*Data lines*.
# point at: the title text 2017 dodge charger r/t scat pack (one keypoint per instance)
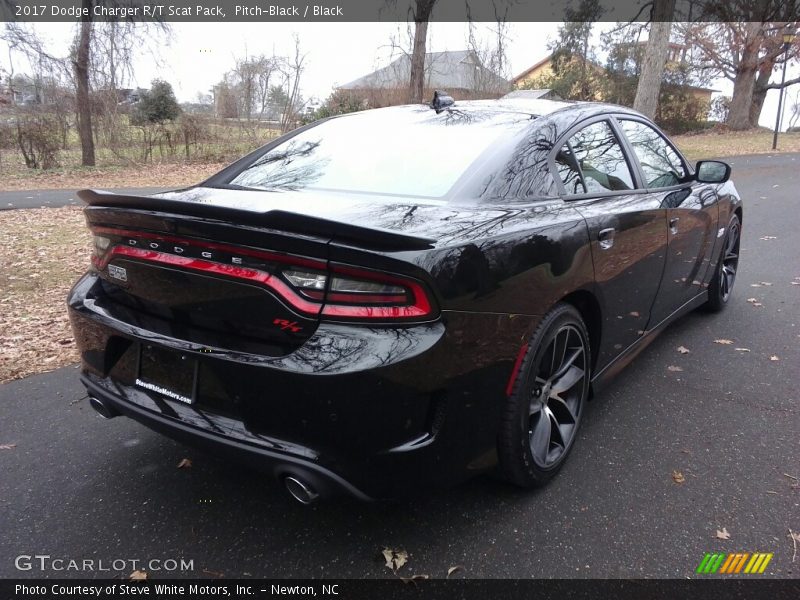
(402, 297)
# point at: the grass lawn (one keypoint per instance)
(43, 251)
(734, 143)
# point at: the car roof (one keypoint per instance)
(533, 107)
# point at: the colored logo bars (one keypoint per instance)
(731, 564)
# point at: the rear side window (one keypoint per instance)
(661, 165)
(593, 161)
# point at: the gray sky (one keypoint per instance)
(335, 53)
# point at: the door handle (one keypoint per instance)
(606, 238)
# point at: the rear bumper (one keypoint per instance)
(371, 412)
(279, 464)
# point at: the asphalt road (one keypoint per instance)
(56, 198)
(75, 486)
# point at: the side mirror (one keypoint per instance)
(712, 171)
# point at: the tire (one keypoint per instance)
(541, 421)
(721, 286)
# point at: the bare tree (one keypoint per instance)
(421, 15)
(655, 57)
(292, 72)
(80, 65)
(745, 47)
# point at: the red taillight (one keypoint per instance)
(308, 285)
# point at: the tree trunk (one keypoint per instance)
(81, 67)
(422, 15)
(744, 82)
(760, 92)
(655, 57)
(417, 84)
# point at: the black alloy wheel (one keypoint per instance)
(721, 287)
(547, 402)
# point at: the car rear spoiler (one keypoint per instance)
(346, 233)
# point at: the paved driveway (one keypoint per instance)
(79, 487)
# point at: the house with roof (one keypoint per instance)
(460, 73)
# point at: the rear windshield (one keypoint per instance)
(399, 152)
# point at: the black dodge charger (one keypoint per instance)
(402, 297)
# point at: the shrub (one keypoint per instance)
(39, 140)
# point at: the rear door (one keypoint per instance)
(627, 229)
(692, 215)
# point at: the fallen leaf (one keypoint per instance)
(413, 579)
(453, 569)
(395, 558)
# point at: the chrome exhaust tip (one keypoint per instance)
(103, 409)
(300, 491)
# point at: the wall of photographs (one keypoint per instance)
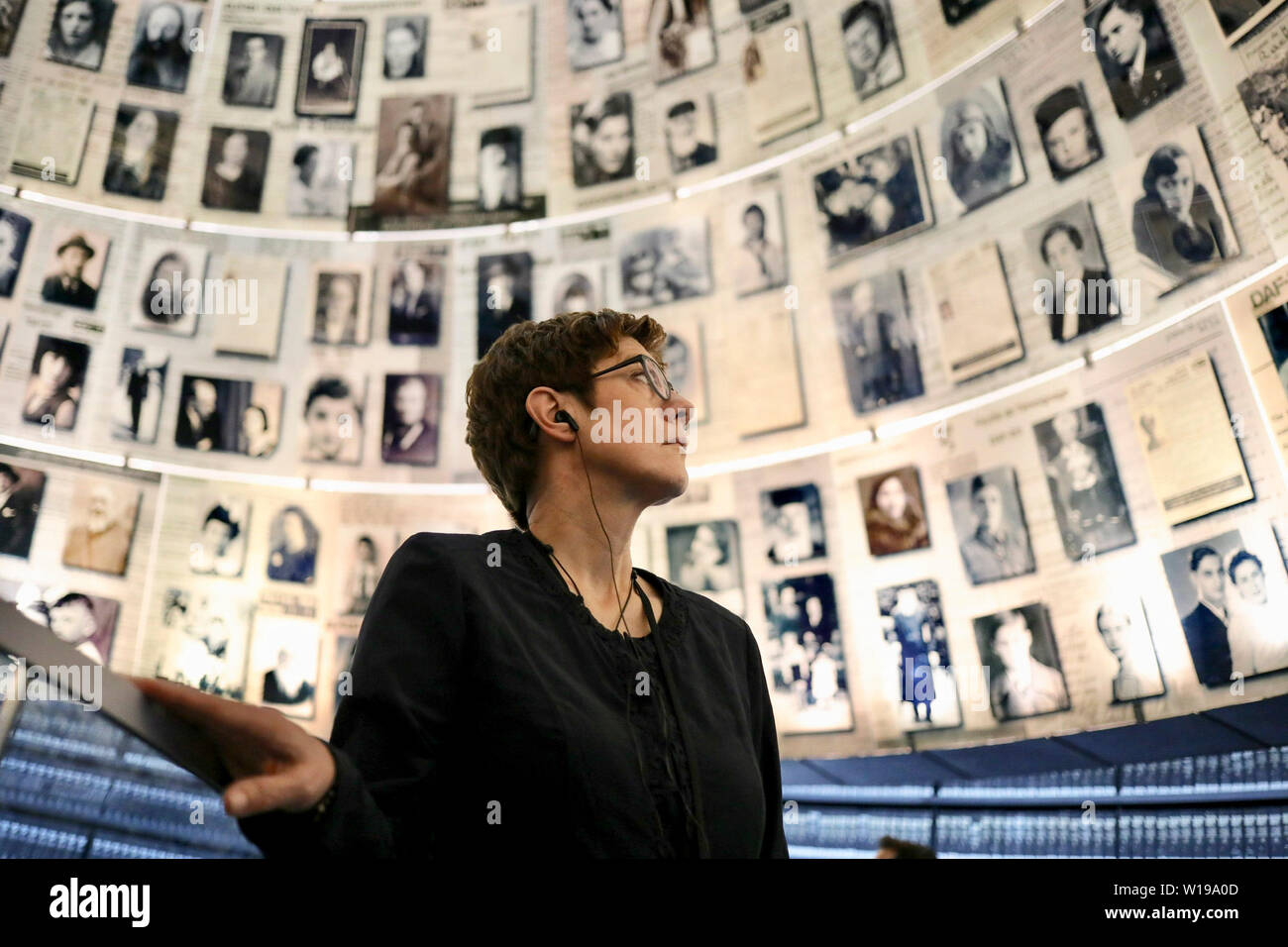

*Stated exercise*. Update all of the records above by replacing every "point at" with "locate" and leaving everything else unchanged. Leave the pictures out of your answer.

*Problem solution*.
# locate: the title text 2017 dodge charger r/t scat pack (one keypoint per instance)
(402, 297)
# locate: the grass lawn (one keypoint per instance)
(43, 251)
(734, 143)
# locate: the car roof (one keypoint per instance)
(533, 107)
# locate: the colored logo bars (one keypoint per instance)
(731, 564)
# locate: the rear side window (one keypoint per instance)
(661, 165)
(593, 161)
# locate: the gray sky (one keypoint per instance)
(335, 53)
# locate: the door handle (one keypoint per instance)
(606, 238)
# locate: the rear bumper (one keypoint per instance)
(371, 412)
(279, 464)
# locate: the asphalt road (one keypoint per instance)
(56, 198)
(75, 486)
# locate: the side mirror (one keypoint per instance)
(712, 171)
# locate: the tire (one keypoint per instance)
(541, 421)
(721, 286)
# locate: the bare tree (one keypoint per instance)
(421, 15)
(655, 57)
(292, 72)
(80, 65)
(745, 47)
# locate: the red taillight (one keypoint per instance)
(308, 285)
# locate: the tree trunk (one keypoint per instance)
(81, 67)
(422, 15)
(744, 82)
(760, 92)
(655, 57)
(417, 84)
# locate: the black alloy wheel (one keypoint per instance)
(721, 287)
(547, 402)
# locate: the car rear spoiler (one keypoint per instance)
(346, 233)
# locate: the paved driveway (one keypoint per instance)
(79, 487)
# locate: the house with roof (one keypoint per instance)
(460, 73)
# locate: the rear windshield (one keypoint per instance)
(399, 152)
# locate: the black dodge charger (one keypoint per instance)
(402, 297)
# locate: the shrub (one keypoint per instance)
(39, 140)
# locate: the rear door (one keypoint per instance)
(627, 229)
(692, 215)
# locate: the fallen leaf (one keypoint per instance)
(413, 579)
(453, 569)
(395, 558)
# locate: the chrome exhaust tip (one keypoint per instance)
(103, 409)
(300, 491)
# locate: the wall of photographs (one keypoint per instance)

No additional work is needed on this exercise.